_EXTRACT TO READ_
Cutting the cord

It’s been almost eight years since my wife and I moved into our new home. The local phone service provider was on strike at the time and we were told that we would have to wait five months to get our service transferred.

I was working on a new VoIP phone system at the time and convinced my wife that we didn’t need a traditional land line. The local cable company had connected our cable and we had a good Internet connection as a result. Twenty minutes after my wife agreed to pass on the bell line, we had a local phone number. I pay Callcentric in New York city $5/month for my line in Ottawa and another $5/month for my line in Oklahoma City (Where my in-laws live).

Callcentric provides service in most countries allowing customers to have multiple phone numbers that all ring to the same place. All incoming calls are unmetered and outgoing calls are 2 cents/minute anywhere that is serviced by callcentric. It is really amazing how far 2 cents a minutes goes.

_LISTING_
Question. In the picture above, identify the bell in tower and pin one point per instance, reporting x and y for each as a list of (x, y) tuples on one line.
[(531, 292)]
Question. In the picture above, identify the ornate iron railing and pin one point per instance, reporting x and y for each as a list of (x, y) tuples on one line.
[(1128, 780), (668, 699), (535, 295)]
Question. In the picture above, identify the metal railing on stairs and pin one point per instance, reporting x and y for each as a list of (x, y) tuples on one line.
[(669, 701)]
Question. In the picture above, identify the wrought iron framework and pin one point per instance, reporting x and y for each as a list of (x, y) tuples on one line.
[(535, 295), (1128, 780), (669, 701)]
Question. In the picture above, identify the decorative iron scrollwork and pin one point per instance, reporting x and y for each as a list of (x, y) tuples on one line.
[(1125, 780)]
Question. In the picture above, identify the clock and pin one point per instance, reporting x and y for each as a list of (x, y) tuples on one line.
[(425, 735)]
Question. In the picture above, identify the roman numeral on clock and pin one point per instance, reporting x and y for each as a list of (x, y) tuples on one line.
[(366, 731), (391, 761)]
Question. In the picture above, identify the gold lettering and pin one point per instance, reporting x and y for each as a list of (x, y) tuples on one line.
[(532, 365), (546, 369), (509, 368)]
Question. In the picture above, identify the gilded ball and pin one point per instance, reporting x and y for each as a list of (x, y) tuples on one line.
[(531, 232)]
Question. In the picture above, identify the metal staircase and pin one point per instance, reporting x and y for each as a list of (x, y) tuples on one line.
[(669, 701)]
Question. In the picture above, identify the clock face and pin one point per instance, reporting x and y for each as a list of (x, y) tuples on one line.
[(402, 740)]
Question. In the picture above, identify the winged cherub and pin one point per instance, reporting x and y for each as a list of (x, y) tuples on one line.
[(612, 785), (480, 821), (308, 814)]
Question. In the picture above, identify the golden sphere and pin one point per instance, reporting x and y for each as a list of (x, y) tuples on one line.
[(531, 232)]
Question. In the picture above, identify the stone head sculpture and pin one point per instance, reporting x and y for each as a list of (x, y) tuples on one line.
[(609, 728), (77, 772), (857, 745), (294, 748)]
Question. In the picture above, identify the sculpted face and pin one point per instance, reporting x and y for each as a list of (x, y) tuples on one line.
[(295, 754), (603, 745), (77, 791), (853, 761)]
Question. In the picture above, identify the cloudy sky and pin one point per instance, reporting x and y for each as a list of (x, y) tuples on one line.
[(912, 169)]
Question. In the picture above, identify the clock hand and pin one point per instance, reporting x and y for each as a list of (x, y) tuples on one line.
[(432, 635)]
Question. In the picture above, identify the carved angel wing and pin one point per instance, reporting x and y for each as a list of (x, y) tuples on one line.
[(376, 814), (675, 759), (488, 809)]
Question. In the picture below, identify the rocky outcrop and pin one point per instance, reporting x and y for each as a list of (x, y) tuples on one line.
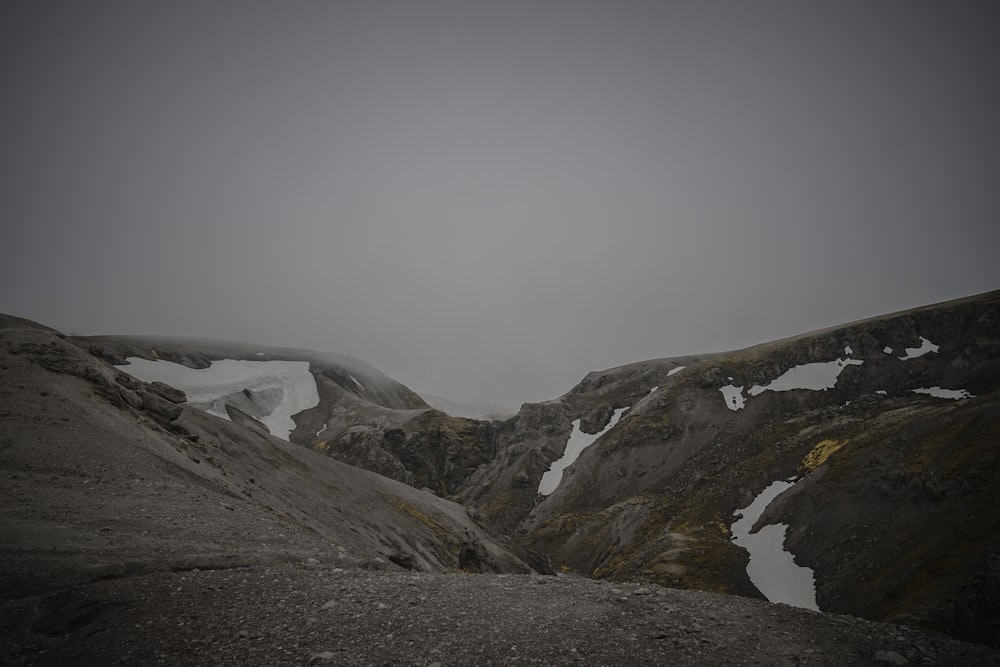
[(891, 507)]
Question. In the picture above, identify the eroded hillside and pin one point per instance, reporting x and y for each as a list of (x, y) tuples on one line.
[(890, 426)]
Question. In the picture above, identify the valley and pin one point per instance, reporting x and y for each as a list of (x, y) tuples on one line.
[(865, 455)]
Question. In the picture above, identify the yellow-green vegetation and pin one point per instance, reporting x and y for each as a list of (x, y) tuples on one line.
[(440, 531), (818, 455)]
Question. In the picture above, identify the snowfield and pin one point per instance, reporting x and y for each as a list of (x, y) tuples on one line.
[(772, 569), (578, 441), (282, 388), (938, 392), (925, 347)]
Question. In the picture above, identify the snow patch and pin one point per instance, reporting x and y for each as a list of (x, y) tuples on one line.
[(578, 441), (925, 347), (938, 392), (734, 397), (772, 569), (290, 382), (818, 376)]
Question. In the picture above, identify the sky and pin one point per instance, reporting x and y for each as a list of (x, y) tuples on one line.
[(487, 200)]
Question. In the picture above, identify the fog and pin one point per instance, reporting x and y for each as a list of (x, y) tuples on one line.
[(488, 200)]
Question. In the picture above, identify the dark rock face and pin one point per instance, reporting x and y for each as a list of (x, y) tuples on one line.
[(894, 509), (891, 510)]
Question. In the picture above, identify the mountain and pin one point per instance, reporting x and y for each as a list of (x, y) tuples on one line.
[(356, 414), (139, 529), (889, 427), (479, 411)]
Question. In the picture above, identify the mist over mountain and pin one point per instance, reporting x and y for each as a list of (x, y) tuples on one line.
[(852, 470)]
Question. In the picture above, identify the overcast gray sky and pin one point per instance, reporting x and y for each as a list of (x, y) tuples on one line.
[(486, 200)]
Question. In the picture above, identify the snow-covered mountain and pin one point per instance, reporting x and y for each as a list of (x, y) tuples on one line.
[(864, 457), (858, 462), (483, 411)]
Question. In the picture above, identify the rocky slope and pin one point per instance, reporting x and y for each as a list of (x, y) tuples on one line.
[(896, 507), (138, 530), (363, 417), (105, 476)]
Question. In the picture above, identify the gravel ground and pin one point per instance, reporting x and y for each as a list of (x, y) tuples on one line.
[(313, 613)]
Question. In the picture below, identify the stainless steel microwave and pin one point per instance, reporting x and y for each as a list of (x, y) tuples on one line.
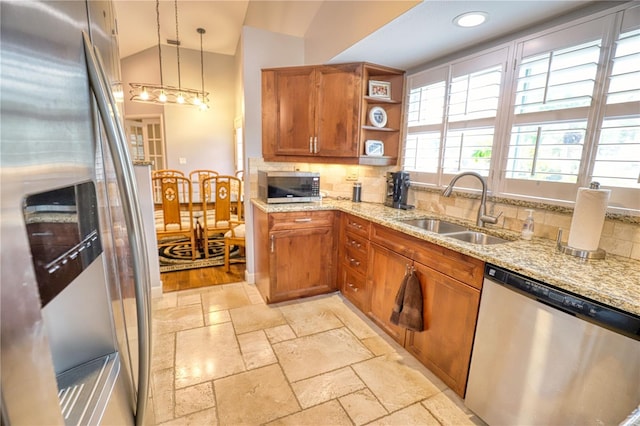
[(288, 187)]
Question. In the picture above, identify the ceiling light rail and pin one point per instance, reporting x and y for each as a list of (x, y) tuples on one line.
[(163, 94)]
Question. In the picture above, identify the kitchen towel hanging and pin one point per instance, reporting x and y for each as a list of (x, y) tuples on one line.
[(407, 309), (588, 217)]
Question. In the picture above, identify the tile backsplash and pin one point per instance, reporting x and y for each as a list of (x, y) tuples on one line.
[(620, 234)]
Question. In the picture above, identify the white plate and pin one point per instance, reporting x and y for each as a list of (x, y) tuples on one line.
[(378, 117), (374, 148)]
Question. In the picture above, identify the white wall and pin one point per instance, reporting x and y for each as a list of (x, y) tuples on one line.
[(260, 49), (204, 139)]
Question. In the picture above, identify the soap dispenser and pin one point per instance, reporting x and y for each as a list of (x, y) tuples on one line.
[(527, 226)]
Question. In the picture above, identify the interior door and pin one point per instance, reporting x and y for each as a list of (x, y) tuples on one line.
[(146, 141)]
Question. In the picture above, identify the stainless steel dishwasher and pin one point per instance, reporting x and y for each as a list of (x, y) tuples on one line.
[(543, 356)]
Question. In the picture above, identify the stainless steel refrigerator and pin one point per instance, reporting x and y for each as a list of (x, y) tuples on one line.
[(75, 292)]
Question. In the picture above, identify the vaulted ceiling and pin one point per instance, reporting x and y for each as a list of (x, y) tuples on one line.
[(395, 33)]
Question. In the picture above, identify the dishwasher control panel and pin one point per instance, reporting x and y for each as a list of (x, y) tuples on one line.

_TASKS AND EXERCISES_
• 1. Answer these from the cord-cutting story:
(a) How long were they told they would have to wait to get their phone service transferred?
(b) How soon after the wife agreed to pass on the bell line did they have a local phone number?
(c) What does Callcentric charge for outgoing calls?
• 2. Which cities are named in the cord-cutting story?

_RESPONSES BY TASK_
• 1.
(a) Five months.
(b) Twenty minutes.
(c) 2 cents/minute.

• 2. New York city, Ottawa, Oklahoma City